JOB: Return the records unchanged, starting at the line that contains "Locate the sweater button" and ending at the last line of the records. Leave the pictures out.

Rows from a pointing dataset:
────────────────────────────────────────

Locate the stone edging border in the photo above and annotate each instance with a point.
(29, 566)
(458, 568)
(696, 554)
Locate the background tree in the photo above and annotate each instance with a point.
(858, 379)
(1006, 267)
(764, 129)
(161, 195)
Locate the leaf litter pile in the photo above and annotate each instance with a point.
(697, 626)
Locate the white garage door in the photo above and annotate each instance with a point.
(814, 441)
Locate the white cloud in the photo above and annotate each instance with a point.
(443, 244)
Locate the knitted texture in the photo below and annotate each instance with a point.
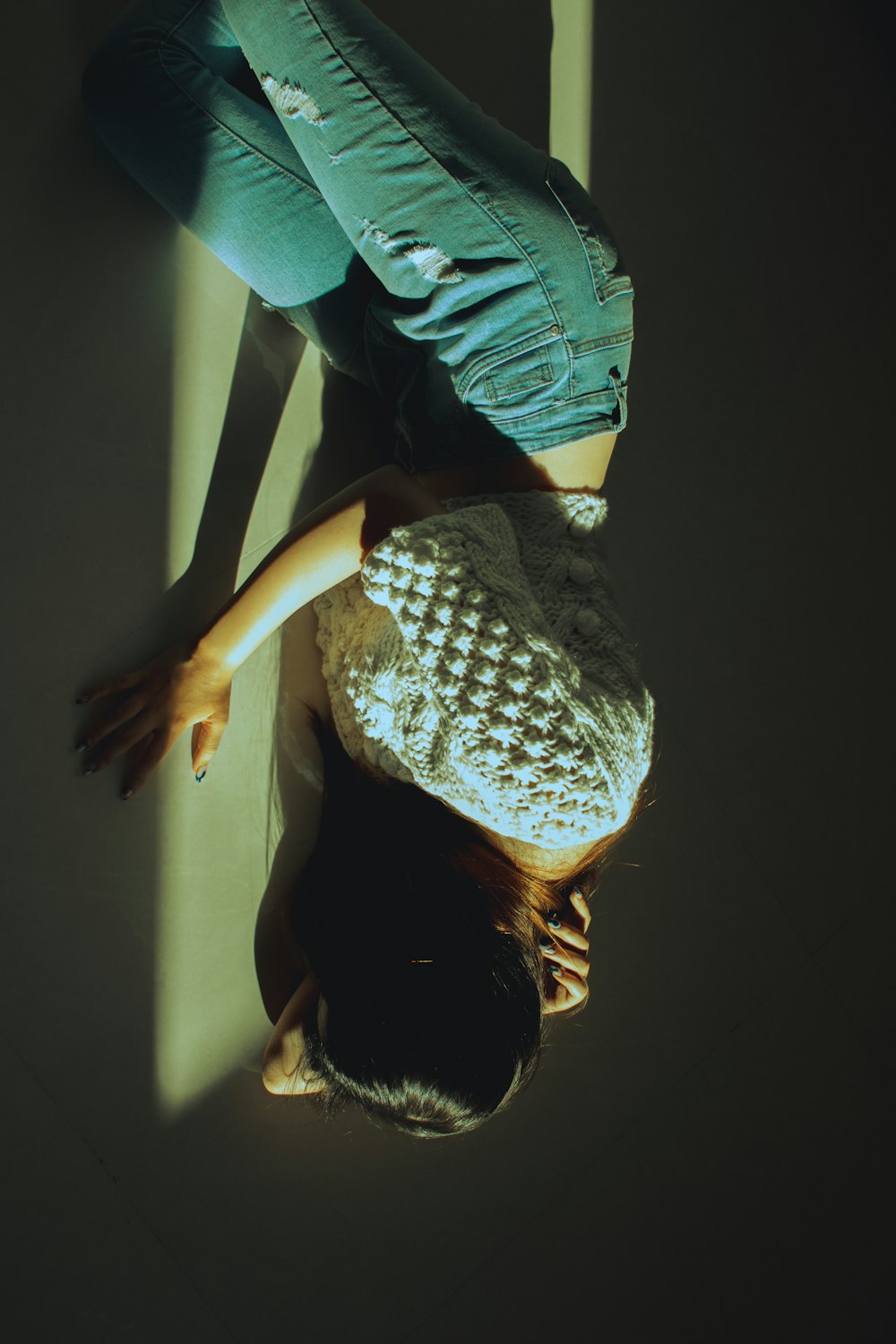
(478, 653)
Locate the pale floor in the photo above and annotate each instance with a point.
(705, 1153)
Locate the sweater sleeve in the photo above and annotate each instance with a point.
(527, 745)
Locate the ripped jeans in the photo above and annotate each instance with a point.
(421, 245)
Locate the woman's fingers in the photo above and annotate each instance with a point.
(206, 741)
(567, 960)
(570, 992)
(581, 908)
(134, 731)
(152, 755)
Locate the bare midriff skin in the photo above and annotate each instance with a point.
(573, 467)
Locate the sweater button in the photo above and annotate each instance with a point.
(581, 570)
(587, 621)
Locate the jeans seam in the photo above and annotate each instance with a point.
(211, 116)
(435, 159)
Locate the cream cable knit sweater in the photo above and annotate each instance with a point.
(478, 655)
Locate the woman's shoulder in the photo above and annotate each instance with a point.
(571, 467)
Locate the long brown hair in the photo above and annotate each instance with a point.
(425, 938)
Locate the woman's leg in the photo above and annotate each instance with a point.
(430, 190)
(163, 90)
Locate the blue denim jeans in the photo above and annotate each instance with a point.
(427, 250)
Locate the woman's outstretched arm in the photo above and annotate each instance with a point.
(190, 683)
(327, 547)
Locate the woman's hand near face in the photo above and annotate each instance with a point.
(152, 707)
(567, 960)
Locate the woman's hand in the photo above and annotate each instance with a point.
(155, 704)
(567, 960)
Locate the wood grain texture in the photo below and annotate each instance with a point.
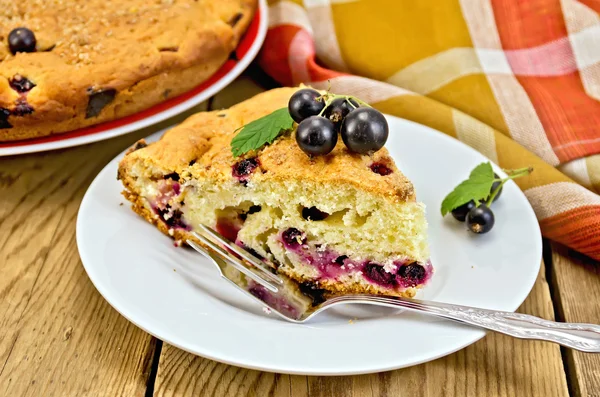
(58, 336)
(495, 366)
(576, 283)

────────────────────────────────────────

EXERCISE RESPONSE:
Locate the sweater button in the photo above and annotate each instance with a point.
(581, 570)
(587, 621)
Locate the jeans seam in the photo above and annotate each instance with a point.
(211, 116)
(435, 159)
Locate the cream cable knit sweater in the photo above and annotate each instance with a point.
(478, 655)
Locate the woman's shoulder in the photo above and annotate each instance with a point.
(571, 467)
Locate the long brown hair in the photo above and annotate each instance with a point.
(425, 938)
Locate the woman's leg in the photo above and annotate each instance with a point.
(430, 190)
(163, 90)
Locate the blue denim jeans in the photo above and annotate each instance with a point.
(427, 250)
Locate the woman's outstretched arm in the photo above and annotate each instance with a point.
(190, 683)
(327, 547)
Locate the woman's hand near face in the photo above and annotate each instance with a point.
(152, 707)
(567, 960)
Locate the woman's hand in the photo above and annotate each instance with a point.
(155, 704)
(567, 960)
Locate the wood grain texture in the photo below and annotate each instance with a point.
(58, 336)
(495, 366)
(576, 283)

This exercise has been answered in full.